:: ENTRIES SHOWN ::
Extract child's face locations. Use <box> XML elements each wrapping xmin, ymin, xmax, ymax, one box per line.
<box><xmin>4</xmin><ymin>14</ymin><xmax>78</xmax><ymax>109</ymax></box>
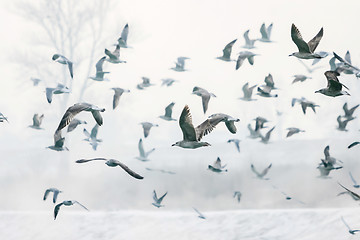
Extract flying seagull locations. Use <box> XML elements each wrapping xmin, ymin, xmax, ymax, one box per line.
<box><xmin>258</xmin><ymin>23</ymin><xmax>273</xmax><ymax>42</ymax></box>
<box><xmin>111</xmin><ymin>88</ymin><xmax>130</xmax><ymax>109</ymax></box>
<box><xmin>45</xmin><ymin>83</ymin><xmax>70</xmax><ymax>103</ymax></box>
<box><xmin>29</xmin><ymin>113</ymin><xmax>44</xmax><ymax>129</ymax></box>
<box><xmin>227</xmin><ymin>138</ymin><xmax>241</xmax><ymax>152</ymax></box>
<box><xmin>217</xmin><ymin>39</ymin><xmax>237</xmax><ymax>62</ymax></box>
<box><xmin>56</xmin><ymin>103</ymin><xmax>105</xmax><ymax>131</ymax></box>
<box><xmin>315</xmin><ymin>71</ymin><xmax>350</xmax><ymax>97</ymax></box>
<box><xmin>105</xmin><ymin>44</ymin><xmax>126</xmax><ymax>64</ymax></box>
<box><xmin>192</xmin><ymin>87</ymin><xmax>216</xmax><ymax>113</ymax></box>
<box><xmin>160</xmin><ymin>102</ymin><xmax>176</xmax><ymax>121</ymax></box>
<box><xmin>118</xmin><ymin>24</ymin><xmax>129</xmax><ymax>48</ymax></box>
<box><xmin>52</xmin><ymin>54</ymin><xmax>74</xmax><ymax>78</ymax></box>
<box><xmin>54</xmin><ymin>200</ymin><xmax>89</xmax><ymax>220</ymax></box>
<box><xmin>172</xmin><ymin>105</ymin><xmax>233</xmax><ymax>149</ymax></box>
<box><xmin>75</xmin><ymin>158</ymin><xmax>144</xmax><ymax>179</ymax></box>
<box><xmin>251</xmin><ymin>163</ymin><xmax>272</xmax><ymax>180</ymax></box>
<box><xmin>152</xmin><ymin>190</ymin><xmax>167</xmax><ymax>208</ymax></box>
<box><xmin>89</xmin><ymin>56</ymin><xmax>110</xmax><ymax>82</ymax></box>
<box><xmin>136</xmin><ymin>138</ymin><xmax>155</xmax><ymax>162</ymax></box>
<box><xmin>171</xmin><ymin>57</ymin><xmax>190</xmax><ymax>72</ymax></box>
<box><xmin>289</xmin><ymin>24</ymin><xmax>324</xmax><ymax>59</ymax></box>
<box><xmin>208</xmin><ymin>157</ymin><xmax>227</xmax><ymax>173</ymax></box>
<box><xmin>43</xmin><ymin>188</ymin><xmax>62</xmax><ymax>203</ymax></box>
<box><xmin>235</xmin><ymin>51</ymin><xmax>257</xmax><ymax>70</ymax></box>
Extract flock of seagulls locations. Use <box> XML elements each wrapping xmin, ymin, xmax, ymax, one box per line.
<box><xmin>0</xmin><ymin>19</ymin><xmax>360</xmax><ymax>231</ymax></box>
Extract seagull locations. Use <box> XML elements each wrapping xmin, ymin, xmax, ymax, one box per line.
<box><xmin>243</xmin><ymin>30</ymin><xmax>257</xmax><ymax>49</ymax></box>
<box><xmin>30</xmin><ymin>78</ymin><xmax>41</xmax><ymax>86</ymax></box>
<box><xmin>83</xmin><ymin>123</ymin><xmax>102</xmax><ymax>151</ymax></box>
<box><xmin>152</xmin><ymin>190</ymin><xmax>167</xmax><ymax>208</ymax></box>
<box><xmin>257</xmin><ymin>86</ymin><xmax>278</xmax><ymax>98</ymax></box>
<box><xmin>47</xmin><ymin>131</ymin><xmax>69</xmax><ymax>151</ymax></box>
<box><xmin>89</xmin><ymin>57</ymin><xmax>110</xmax><ymax>82</ymax></box>
<box><xmin>343</xmin><ymin>102</ymin><xmax>359</xmax><ymax>119</ymax></box>
<box><xmin>292</xmin><ymin>74</ymin><xmax>311</xmax><ymax>84</ymax></box>
<box><xmin>289</xmin><ymin>24</ymin><xmax>324</xmax><ymax>59</ymax></box>
<box><xmin>118</xmin><ymin>24</ymin><xmax>129</xmax><ymax>48</ymax></box>
<box><xmin>336</xmin><ymin>115</ymin><xmax>353</xmax><ymax>132</ymax></box>
<box><xmin>208</xmin><ymin>157</ymin><xmax>227</xmax><ymax>173</ymax></box>
<box><xmin>227</xmin><ymin>139</ymin><xmax>241</xmax><ymax>152</ymax></box>
<box><xmin>136</xmin><ymin>138</ymin><xmax>155</xmax><ymax>162</ymax></box>
<box><xmin>161</xmin><ymin>78</ymin><xmax>177</xmax><ymax>87</ymax></box>
<box><xmin>217</xmin><ymin>39</ymin><xmax>237</xmax><ymax>62</ymax></box>
<box><xmin>172</xmin><ymin>105</ymin><xmax>233</xmax><ymax>149</ymax></box>
<box><xmin>315</xmin><ymin>71</ymin><xmax>350</xmax><ymax>97</ymax></box>
<box><xmin>341</xmin><ymin>216</ymin><xmax>360</xmax><ymax>235</ymax></box>
<box><xmin>45</xmin><ymin>83</ymin><xmax>70</xmax><ymax>103</ymax></box>
<box><xmin>56</xmin><ymin>103</ymin><xmax>105</xmax><ymax>131</ymax></box>
<box><xmin>260</xmin><ymin>126</ymin><xmax>275</xmax><ymax>144</ymax></box>
<box><xmin>75</xmin><ymin>158</ymin><xmax>144</xmax><ymax>179</ymax></box>
<box><xmin>105</xmin><ymin>44</ymin><xmax>126</xmax><ymax>63</ymax></box>
<box><xmin>258</xmin><ymin>23</ymin><xmax>273</xmax><ymax>42</ymax></box>
<box><xmin>192</xmin><ymin>87</ymin><xmax>216</xmax><ymax>113</ymax></box>
<box><xmin>52</xmin><ymin>54</ymin><xmax>74</xmax><ymax>78</ymax></box>
<box><xmin>234</xmin><ymin>191</ymin><xmax>241</xmax><ymax>203</ymax></box>
<box><xmin>160</xmin><ymin>102</ymin><xmax>176</xmax><ymax>121</ymax></box>
<box><xmin>251</xmin><ymin>163</ymin><xmax>272</xmax><ymax>180</ymax></box>
<box><xmin>43</xmin><ymin>188</ymin><xmax>62</xmax><ymax>203</ymax></box>
<box><xmin>54</xmin><ymin>200</ymin><xmax>89</xmax><ymax>220</ymax></box>
<box><xmin>193</xmin><ymin>207</ymin><xmax>206</xmax><ymax>219</ymax></box>
<box><xmin>136</xmin><ymin>77</ymin><xmax>154</xmax><ymax>90</ymax></box>
<box><xmin>111</xmin><ymin>88</ymin><xmax>130</xmax><ymax>109</ymax></box>
<box><xmin>29</xmin><ymin>113</ymin><xmax>44</xmax><ymax>129</ymax></box>
<box><xmin>235</xmin><ymin>51</ymin><xmax>258</xmax><ymax>70</ymax></box>
<box><xmin>171</xmin><ymin>57</ymin><xmax>190</xmax><ymax>72</ymax></box>
<box><xmin>349</xmin><ymin>171</ymin><xmax>360</xmax><ymax>188</ymax></box>
<box><xmin>286</xmin><ymin>127</ymin><xmax>305</xmax><ymax>137</ymax></box>
<box><xmin>240</xmin><ymin>82</ymin><xmax>257</xmax><ymax>101</ymax></box>
<box><xmin>67</xmin><ymin>118</ymin><xmax>87</xmax><ymax>132</ymax></box>
<box><xmin>140</xmin><ymin>122</ymin><xmax>159</xmax><ymax>138</ymax></box>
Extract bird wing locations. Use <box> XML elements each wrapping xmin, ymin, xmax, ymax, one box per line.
<box><xmin>291</xmin><ymin>24</ymin><xmax>311</xmax><ymax>53</ymax></box>
<box><xmin>179</xmin><ymin>105</ymin><xmax>197</xmax><ymax>141</ymax></box>
<box><xmin>307</xmin><ymin>28</ymin><xmax>324</xmax><ymax>53</ymax></box>
<box><xmin>223</xmin><ymin>39</ymin><xmax>237</xmax><ymax>58</ymax></box>
<box><xmin>116</xmin><ymin>160</ymin><xmax>144</xmax><ymax>179</ymax></box>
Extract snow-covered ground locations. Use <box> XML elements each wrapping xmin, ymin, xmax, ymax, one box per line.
<box><xmin>0</xmin><ymin>208</ymin><xmax>360</xmax><ymax>240</ymax></box>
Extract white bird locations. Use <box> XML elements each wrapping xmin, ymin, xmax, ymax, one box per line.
<box><xmin>152</xmin><ymin>190</ymin><xmax>167</xmax><ymax>208</ymax></box>
<box><xmin>52</xmin><ymin>54</ymin><xmax>74</xmax><ymax>78</ymax></box>
<box><xmin>43</xmin><ymin>188</ymin><xmax>62</xmax><ymax>203</ymax></box>
<box><xmin>56</xmin><ymin>103</ymin><xmax>105</xmax><ymax>131</ymax></box>
<box><xmin>76</xmin><ymin>158</ymin><xmax>144</xmax><ymax>179</ymax></box>
<box><xmin>136</xmin><ymin>138</ymin><xmax>155</xmax><ymax>162</ymax></box>
<box><xmin>289</xmin><ymin>24</ymin><xmax>324</xmax><ymax>59</ymax></box>
<box><xmin>54</xmin><ymin>200</ymin><xmax>89</xmax><ymax>220</ymax></box>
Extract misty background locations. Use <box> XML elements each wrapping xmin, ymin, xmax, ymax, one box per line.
<box><xmin>0</xmin><ymin>0</ymin><xmax>360</xmax><ymax>215</ymax></box>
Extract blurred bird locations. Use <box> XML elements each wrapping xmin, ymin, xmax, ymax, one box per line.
<box><xmin>192</xmin><ymin>87</ymin><xmax>216</xmax><ymax>113</ymax></box>
<box><xmin>289</xmin><ymin>24</ymin><xmax>324</xmax><ymax>59</ymax></box>
<box><xmin>43</xmin><ymin>188</ymin><xmax>62</xmax><ymax>203</ymax></box>
<box><xmin>160</xmin><ymin>102</ymin><xmax>176</xmax><ymax>121</ymax></box>
<box><xmin>54</xmin><ymin>200</ymin><xmax>89</xmax><ymax>220</ymax></box>
<box><xmin>52</xmin><ymin>54</ymin><xmax>74</xmax><ymax>78</ymax></box>
<box><xmin>152</xmin><ymin>190</ymin><xmax>167</xmax><ymax>208</ymax></box>
<box><xmin>57</xmin><ymin>103</ymin><xmax>105</xmax><ymax>131</ymax></box>
<box><xmin>217</xmin><ymin>39</ymin><xmax>237</xmax><ymax>62</ymax></box>
<box><xmin>75</xmin><ymin>158</ymin><xmax>144</xmax><ymax>179</ymax></box>
<box><xmin>315</xmin><ymin>71</ymin><xmax>350</xmax><ymax>97</ymax></box>
<box><xmin>89</xmin><ymin>56</ymin><xmax>110</xmax><ymax>82</ymax></box>
<box><xmin>136</xmin><ymin>138</ymin><xmax>155</xmax><ymax>162</ymax></box>
<box><xmin>111</xmin><ymin>88</ymin><xmax>130</xmax><ymax>109</ymax></box>
<box><xmin>208</xmin><ymin>157</ymin><xmax>227</xmax><ymax>173</ymax></box>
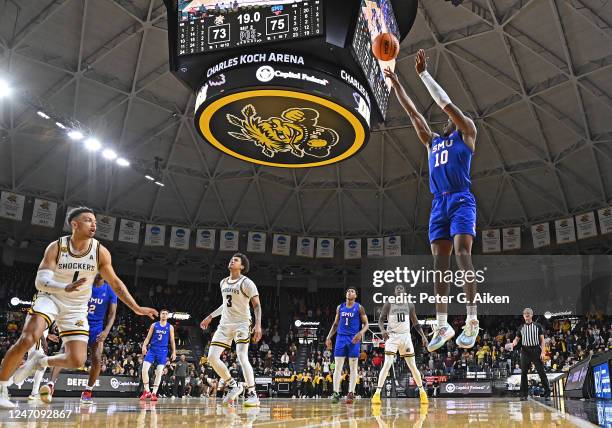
:::
* SET TASK:
How many lines in the entries above contain the string "bird"? Case counts, and the answer should be the number alone.

* RIGHT ANSWER:
3